* Extract provided:
Interestingly, their prediction that China would continue to face difficulties in funding its development programmes even by 2010 was not borne out later. The report had said that China “has a long way to go to develop a modern economy on a nationwide basis”. Ironically, the US and Taiwan contributed to China’s development by transferring their productions lines. Also, in 1999, the NIC recommended that the “WTO membership for China is strongly in our interest”. As a result, China-US trade jumped from $5 billion in 1980 to $660 billion in 2018.
Strikingly, Global Trends-2030, released in December 2012, had predicted eight ‘Black Swans’, including a pandemic hitting the world by 2030. It had said that scientists were beginning to recognise worldwide ‘viral chatter’ on previously unknown pathogens in humans “that sporadically make the jump from animals to humans”.
These included “a prion disease in cattle that jumped in the 1980s to cause the variant Creutzeldt-Jacob disease in humans, a bat henipavirus that in 1999 became known as Nipah virus in humans, and a bat coronavirus that jumped to humans in 2002 to cause SARS”. The report feared that a “novel respiratory pathogen that kills or incapacitates more than 1 per cent of its victims” and its transmission could result “in millions of people suffering and dying in every corner of the world in less than six months”.
Global Trends-2040: A More Contested World begins with a preamble that 2.5 million had died in the Covid-19 pandemic by early 2021. The virus has also shown how interdependent the world had become and how in the “coming years and decades the world will face more intense and cascading global challenges ranging from disease to climate change to the disruptions from new technologies and financial crises.”

* Data supplied:
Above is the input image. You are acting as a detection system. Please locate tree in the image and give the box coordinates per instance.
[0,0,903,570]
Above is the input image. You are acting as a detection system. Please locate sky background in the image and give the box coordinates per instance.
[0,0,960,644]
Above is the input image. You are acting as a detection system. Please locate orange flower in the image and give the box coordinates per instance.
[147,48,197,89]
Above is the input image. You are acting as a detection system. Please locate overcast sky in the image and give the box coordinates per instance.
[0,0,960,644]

* Exercise instructions: Pull the passage of the Global Trends excerpt from "Interestingly, their prediction" to "billion in 2018." out word for word. Draw only on the Global Trends excerpt.

* Completed task:
Interestingly, their prediction that China would continue to face difficulties in funding its development programmes even by 2010 was not borne out later. The report had said that China “has a long way to go to develop a modern economy on a nationwide basis”. Ironically, the US and Taiwan contributed to China’s development by transferring their productions lines. Also, in 1999, the NIC recommended that the “WTO membership for China is strongly in our interest”. As a result, China-US trade jumped from $5 billion in 1980 to $660 billion in 2018.